Your task: Please pull out every line of the data below that contains the string "shower", matching case exactly.

[BEGIN]

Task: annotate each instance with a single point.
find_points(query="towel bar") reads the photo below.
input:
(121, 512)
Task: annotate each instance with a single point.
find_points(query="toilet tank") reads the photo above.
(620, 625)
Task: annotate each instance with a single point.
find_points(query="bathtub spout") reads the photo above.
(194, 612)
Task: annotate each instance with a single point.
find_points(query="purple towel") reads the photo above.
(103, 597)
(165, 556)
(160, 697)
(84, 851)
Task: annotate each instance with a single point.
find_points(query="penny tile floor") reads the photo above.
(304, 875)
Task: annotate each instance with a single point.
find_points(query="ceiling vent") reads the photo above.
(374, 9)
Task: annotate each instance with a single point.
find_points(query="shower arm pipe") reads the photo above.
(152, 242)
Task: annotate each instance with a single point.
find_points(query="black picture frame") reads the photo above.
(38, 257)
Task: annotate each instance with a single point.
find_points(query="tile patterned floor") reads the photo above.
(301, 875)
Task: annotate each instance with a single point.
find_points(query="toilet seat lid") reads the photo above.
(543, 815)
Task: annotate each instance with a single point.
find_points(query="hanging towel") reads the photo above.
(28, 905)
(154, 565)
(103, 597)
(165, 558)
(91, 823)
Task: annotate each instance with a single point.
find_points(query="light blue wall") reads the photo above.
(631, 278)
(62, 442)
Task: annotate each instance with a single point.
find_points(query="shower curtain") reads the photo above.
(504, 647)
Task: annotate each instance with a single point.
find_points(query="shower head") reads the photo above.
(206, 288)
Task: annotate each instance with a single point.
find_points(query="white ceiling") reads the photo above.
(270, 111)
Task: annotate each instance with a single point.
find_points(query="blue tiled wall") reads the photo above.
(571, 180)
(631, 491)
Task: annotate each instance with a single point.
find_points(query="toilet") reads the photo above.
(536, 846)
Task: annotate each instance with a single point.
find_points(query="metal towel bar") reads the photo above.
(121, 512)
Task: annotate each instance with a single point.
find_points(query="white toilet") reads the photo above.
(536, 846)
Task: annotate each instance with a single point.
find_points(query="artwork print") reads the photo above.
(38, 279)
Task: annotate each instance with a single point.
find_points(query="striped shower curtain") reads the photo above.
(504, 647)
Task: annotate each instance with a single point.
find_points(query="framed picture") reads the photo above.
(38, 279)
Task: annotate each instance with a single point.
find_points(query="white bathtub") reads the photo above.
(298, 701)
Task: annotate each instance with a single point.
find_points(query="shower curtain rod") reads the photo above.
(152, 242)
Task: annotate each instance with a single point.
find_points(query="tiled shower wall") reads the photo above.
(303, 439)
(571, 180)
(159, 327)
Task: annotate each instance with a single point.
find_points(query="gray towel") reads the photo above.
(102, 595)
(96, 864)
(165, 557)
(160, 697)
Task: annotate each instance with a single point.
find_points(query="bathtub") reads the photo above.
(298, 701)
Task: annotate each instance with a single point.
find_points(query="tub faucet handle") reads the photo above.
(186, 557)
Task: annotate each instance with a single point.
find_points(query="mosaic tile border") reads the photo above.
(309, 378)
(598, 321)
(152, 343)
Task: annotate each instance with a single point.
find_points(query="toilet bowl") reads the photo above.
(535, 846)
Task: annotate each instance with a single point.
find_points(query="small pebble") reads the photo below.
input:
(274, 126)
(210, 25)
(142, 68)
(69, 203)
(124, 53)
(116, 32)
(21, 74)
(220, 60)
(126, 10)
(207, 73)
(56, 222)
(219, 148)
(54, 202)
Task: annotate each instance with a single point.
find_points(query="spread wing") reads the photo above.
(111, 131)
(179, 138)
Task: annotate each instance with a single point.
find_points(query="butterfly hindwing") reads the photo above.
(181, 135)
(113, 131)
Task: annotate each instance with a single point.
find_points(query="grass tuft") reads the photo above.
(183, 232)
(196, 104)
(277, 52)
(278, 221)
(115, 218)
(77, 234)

[END]
[BEGIN]

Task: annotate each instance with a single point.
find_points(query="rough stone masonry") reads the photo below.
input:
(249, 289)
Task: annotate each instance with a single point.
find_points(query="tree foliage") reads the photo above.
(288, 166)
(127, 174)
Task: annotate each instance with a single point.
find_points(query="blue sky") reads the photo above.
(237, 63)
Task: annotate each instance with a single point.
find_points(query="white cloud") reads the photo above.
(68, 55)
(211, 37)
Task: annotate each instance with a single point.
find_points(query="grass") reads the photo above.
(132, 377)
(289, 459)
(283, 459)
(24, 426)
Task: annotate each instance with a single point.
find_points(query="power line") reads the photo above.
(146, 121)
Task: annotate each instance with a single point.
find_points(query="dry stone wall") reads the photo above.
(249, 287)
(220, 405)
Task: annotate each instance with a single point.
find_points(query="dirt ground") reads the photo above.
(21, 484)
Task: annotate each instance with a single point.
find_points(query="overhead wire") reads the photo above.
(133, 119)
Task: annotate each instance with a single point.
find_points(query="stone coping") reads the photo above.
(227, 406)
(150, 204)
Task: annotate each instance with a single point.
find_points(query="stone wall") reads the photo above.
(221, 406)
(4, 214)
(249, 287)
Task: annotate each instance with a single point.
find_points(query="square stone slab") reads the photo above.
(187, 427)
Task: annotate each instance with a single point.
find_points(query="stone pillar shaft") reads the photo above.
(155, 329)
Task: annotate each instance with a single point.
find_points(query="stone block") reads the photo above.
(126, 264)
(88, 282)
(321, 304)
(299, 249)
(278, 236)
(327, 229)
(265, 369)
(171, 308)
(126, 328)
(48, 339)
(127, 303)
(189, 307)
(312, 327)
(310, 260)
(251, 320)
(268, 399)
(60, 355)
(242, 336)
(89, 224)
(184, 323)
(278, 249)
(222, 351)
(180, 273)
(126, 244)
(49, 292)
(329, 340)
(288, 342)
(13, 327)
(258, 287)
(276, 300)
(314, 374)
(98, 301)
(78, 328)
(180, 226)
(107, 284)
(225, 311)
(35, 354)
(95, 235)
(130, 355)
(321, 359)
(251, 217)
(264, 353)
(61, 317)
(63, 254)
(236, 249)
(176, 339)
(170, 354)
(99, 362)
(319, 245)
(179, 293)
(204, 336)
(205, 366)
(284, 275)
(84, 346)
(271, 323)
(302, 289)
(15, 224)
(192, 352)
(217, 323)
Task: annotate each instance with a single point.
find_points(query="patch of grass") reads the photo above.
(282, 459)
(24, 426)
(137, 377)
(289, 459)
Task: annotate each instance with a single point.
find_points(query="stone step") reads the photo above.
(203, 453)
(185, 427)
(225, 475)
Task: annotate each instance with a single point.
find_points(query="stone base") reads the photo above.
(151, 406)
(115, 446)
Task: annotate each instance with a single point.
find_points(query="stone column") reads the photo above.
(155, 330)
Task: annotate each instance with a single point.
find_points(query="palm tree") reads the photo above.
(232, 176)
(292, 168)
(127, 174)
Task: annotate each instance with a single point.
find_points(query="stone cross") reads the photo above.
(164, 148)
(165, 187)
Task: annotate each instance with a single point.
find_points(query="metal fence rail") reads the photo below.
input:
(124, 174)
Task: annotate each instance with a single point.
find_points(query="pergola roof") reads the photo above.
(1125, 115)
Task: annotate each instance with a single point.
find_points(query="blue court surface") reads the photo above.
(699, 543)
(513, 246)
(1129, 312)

[END]

The solution:
find_points(query="shower arm pipe") reads the photo above.
find_points(query="shower curtain") reads the photo above.
find_points(query="shower head") reads the photo above.
find_points(query="striped shower curtain") reads the photo above.
find_points(query="shower curtain rod") reads the photo above.
find_points(query="tiled shower wall") reads the photo above.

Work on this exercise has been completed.